_Text segment_
------------

Linux-mm Archive on lore.kernel.org
 help / color / mirror / Atom feed
From: Usama Arif <usama.arif@linux.dev>
To: Andrew Morton <akpm@linux-foundation.org>,
	david@kernel.org, willy@infradead.org, ryan.roberts@arm.com,
	linux-mm@kvack.org
Cc: r@hev.cc, jack@suse.cz,
	Andrew Donnellan <andrew+kernel@donnellan.id.au>,
	apopple@nvidia.com, baohua@kernel.org,
	baolin.wang@linux.alibaba.com, brauner@kernel.org,
	catalin.marinas@arm.com, dev.jain@arm.com, kees@kernel.org,
	kevin.brodsky@arm.com, lance.yang@linux.dev,
	Liam R.Howlett <liam@infradead.org>,
	linux-arm-kernel@lists.infradead.org,
	linux-fsdevel@vger.kernel.org, linux-kernel@vger.kernel.org,
	ljs@kernel.org, mhocko@suse.com, npache@redhat.com,
	pasha.tatashin@soleen.com, rmclure@linux.ibm.com,
	rppt@kernel.org, surenb@google.com, vbabka@kernel.org,
	Al Viro <viro@zeniv.linux.org.uk>,
	wilts.infradead.org@kvack.org,
	"linux-fsdevel@vger.kernel.l"@kernel.org, ziy@nvidia.com,
	hannes@cmpxchg.org, kas@kernel.org, shakeel.butt@linux.dev,
	kernel-team@meta.com, Usama Arif <usama.arif@linux.dev>
Subject: [PATCH v6 0/2] mm: improve large folio readahead for exec memory
Date: Thu, 28 May 2026 09:55:18 -0700	[thread overview]
Message-ID: <20260528165635.2068012-1-usama.arif@linux.dev> (raw)

Two checks in do_sync_mmap_readahead() limit large-folio readahead:

  1. The mmap_miss heuristic is meant to throttle wasteful speculative
     readahead. It is currently also applied to the VM_EXEC readahead
     path, which is targeted rather than speculative. Once mmap_miss exceeds
     MMAP_LOTSAMISS, exec readahead - including the large-folio
     order requested by exec_folio_order() - is disabled. On
     configurations where the mmap_miss decrement paths are not
     active (see patch 1) the counter only grows, so exec readahead
     is permanently disabled after the first 100 faults.

  2. The force_thp_readahead path is gated only on
     HPAGE_PMD_ORDER <= MAX_PAGECACHE_ORDER and always drives the
     readahead at HPAGE_PMD_ORDER. Configurations where
     HPAGE_PMD_ORDER exceeds MAX_PAGECACHE_ORDER never reach this
     path, even when the mapping itself supports usefully large
     folios well below the cap.

Both issues are most visible on arm64 with a 64K base page size,
where HPAGE_PMD_ORDER is 13 (512MB) -- above MAX_PAGECACHE_ORDER
(11) -- and where fault_around_pages collapses to 1 disabling
should_fault_around() (one of the two mmap_miss decrement sites).
However the fixes are architecture-agnostic: patch 1 reflects the
nature of VM_EXEC readahead regardless of base page size, and
patch 2 generalises the gate so any mapping advertising a usefully
large maximum folio order can benefit.

I created a benchmark that mmaps a large executable file madvises it
as huge and calls RET-stub functions at PAGE_SIZE offsets across it.

------------

_Requirement a_
List every function name in the patch email that is written with trailing parentheses.
The patch email and the entries after it are unrelated to each other.

------------

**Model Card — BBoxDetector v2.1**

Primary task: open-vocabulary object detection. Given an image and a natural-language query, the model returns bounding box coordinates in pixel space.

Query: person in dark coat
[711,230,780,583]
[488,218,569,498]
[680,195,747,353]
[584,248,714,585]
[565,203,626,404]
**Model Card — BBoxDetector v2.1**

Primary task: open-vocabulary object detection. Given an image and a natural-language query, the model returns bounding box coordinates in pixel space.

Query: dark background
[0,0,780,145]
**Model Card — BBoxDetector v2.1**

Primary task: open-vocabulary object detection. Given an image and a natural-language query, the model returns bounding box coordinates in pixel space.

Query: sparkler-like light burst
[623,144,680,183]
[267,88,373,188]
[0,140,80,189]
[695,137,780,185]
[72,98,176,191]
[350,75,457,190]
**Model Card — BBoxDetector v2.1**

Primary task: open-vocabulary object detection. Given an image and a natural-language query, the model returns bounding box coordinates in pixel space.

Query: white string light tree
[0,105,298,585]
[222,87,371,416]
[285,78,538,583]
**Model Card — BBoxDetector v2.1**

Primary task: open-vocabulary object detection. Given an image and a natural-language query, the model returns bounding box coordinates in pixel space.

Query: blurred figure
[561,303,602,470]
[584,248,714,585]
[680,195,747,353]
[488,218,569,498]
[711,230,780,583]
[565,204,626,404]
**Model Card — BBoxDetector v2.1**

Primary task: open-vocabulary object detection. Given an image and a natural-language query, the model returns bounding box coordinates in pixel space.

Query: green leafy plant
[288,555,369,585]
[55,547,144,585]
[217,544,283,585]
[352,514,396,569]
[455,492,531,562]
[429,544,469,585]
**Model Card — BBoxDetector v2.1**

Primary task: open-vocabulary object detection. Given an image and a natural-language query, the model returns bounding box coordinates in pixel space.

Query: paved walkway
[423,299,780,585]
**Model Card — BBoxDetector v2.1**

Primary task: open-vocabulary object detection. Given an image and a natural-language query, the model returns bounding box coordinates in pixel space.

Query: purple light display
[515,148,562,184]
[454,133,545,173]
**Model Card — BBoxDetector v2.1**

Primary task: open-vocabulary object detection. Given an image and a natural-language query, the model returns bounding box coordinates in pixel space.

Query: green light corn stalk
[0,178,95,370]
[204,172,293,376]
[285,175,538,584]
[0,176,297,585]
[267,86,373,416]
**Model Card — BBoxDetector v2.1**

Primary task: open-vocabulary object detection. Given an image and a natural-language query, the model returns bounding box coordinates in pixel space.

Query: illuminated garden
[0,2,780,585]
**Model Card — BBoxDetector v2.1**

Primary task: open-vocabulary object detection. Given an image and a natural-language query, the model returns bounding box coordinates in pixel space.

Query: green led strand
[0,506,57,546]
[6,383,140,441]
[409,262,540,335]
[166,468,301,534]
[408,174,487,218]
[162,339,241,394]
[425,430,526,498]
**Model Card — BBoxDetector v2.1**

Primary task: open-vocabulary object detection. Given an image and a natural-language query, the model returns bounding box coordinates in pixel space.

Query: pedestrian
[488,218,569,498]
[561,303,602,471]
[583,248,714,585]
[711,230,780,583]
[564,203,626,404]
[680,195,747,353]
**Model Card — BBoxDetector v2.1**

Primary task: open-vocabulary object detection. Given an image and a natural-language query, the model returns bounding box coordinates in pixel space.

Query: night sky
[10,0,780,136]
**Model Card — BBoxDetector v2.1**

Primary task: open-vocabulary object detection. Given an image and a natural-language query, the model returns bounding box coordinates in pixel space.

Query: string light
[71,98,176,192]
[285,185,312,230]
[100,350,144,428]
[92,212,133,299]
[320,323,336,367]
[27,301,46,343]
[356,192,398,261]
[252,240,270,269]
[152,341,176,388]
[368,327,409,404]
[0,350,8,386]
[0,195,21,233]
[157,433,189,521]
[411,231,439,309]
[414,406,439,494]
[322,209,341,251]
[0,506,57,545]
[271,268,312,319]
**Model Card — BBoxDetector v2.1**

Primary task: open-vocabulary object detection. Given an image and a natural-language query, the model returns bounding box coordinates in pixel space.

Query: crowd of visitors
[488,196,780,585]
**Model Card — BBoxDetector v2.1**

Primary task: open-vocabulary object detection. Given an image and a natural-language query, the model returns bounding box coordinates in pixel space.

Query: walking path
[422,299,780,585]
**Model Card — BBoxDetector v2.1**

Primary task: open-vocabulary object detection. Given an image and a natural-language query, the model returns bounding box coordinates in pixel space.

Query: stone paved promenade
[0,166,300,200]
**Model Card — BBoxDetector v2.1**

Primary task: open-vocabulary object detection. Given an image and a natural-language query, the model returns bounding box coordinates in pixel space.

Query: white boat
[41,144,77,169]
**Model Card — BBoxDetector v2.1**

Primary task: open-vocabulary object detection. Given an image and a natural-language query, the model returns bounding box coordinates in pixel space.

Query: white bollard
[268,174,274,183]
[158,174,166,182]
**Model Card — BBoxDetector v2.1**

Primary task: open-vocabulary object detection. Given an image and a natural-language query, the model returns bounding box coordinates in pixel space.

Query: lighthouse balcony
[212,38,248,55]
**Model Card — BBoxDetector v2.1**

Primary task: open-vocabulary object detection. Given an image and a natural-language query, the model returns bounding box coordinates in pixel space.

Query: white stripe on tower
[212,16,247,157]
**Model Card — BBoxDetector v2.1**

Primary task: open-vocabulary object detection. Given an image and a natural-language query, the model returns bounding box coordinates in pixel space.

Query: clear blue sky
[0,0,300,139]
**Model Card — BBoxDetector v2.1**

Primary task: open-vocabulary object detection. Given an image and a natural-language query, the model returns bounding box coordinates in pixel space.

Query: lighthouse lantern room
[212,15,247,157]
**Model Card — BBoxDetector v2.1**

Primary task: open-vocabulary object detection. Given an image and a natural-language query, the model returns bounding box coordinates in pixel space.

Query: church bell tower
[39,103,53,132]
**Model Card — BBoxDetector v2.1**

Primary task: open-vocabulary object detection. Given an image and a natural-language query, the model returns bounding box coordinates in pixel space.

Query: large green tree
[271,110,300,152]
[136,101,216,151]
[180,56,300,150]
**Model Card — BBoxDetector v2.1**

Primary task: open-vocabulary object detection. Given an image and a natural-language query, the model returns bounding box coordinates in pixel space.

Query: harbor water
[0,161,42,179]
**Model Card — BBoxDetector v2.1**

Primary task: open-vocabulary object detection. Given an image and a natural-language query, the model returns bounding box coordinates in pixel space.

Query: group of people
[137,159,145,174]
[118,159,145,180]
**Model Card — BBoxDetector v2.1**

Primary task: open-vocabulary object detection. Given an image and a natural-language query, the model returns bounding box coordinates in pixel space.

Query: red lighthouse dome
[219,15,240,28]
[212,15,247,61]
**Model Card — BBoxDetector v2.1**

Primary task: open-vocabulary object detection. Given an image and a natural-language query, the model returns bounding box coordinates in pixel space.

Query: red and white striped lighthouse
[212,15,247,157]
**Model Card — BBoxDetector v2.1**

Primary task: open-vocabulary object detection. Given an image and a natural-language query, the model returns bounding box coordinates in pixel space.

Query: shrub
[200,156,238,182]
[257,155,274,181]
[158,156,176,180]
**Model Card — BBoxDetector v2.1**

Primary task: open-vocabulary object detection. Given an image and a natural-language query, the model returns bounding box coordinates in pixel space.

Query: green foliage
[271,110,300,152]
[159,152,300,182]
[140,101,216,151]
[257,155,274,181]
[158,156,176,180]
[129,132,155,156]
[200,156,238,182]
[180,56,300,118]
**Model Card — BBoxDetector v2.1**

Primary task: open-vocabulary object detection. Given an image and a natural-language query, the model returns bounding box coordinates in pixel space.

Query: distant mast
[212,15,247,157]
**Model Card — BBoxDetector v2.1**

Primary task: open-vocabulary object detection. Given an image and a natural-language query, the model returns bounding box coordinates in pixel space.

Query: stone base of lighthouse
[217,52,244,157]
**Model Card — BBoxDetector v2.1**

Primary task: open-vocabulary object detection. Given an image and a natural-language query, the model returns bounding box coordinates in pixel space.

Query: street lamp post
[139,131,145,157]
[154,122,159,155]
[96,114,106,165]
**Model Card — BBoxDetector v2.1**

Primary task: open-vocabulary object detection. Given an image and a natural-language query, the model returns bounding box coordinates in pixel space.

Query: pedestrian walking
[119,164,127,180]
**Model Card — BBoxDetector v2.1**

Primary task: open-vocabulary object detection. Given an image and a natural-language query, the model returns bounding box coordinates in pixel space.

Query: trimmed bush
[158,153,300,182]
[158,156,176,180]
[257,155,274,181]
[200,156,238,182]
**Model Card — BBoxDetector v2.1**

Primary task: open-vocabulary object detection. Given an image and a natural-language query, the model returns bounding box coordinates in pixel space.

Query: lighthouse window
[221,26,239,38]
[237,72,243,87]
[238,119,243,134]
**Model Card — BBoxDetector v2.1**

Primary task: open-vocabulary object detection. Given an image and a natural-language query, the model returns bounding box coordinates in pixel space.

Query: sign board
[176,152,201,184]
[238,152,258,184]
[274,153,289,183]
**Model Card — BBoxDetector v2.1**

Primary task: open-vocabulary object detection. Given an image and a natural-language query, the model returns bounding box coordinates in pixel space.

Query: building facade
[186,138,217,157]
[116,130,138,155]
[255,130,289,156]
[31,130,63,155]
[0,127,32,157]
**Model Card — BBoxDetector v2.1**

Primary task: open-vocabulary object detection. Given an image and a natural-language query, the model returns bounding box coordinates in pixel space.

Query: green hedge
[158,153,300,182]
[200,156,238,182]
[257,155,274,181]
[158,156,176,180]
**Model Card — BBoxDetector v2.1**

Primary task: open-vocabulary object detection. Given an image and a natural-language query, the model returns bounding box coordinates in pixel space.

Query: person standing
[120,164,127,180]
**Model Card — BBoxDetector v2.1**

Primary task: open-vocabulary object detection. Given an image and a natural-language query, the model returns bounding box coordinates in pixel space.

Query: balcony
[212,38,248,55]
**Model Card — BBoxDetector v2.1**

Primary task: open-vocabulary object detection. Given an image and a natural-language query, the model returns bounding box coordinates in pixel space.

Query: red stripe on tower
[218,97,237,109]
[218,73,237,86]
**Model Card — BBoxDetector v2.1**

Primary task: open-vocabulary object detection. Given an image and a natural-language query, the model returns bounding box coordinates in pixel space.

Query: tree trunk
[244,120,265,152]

------------

_Requirement b_
Echo the entries from their first line through the line containing "[0,0,780,145]", including both ends.

_Problem solution a_
do_sync_mmap_readahead(), exec_folio_order(), should_fault_around()

_Problem solution b_
**Model Card — BBoxDetector v2.1**

Primary task: open-vocabulary object detection. Given an image and a natural-language query, the model returns bounding box coordinates in pixel space.

Query: person in dark coat
[711,230,780,583]
[488,218,569,498]
[680,195,747,353]
[584,248,714,585]
[565,203,626,404]
**Model Card — BBoxDetector v2.1**

Primary task: open-vocabulary object detection. Given an image and a natural-language query, the model returns bounding box coordinates in pixel space.

Query: dark background
[0,0,780,145]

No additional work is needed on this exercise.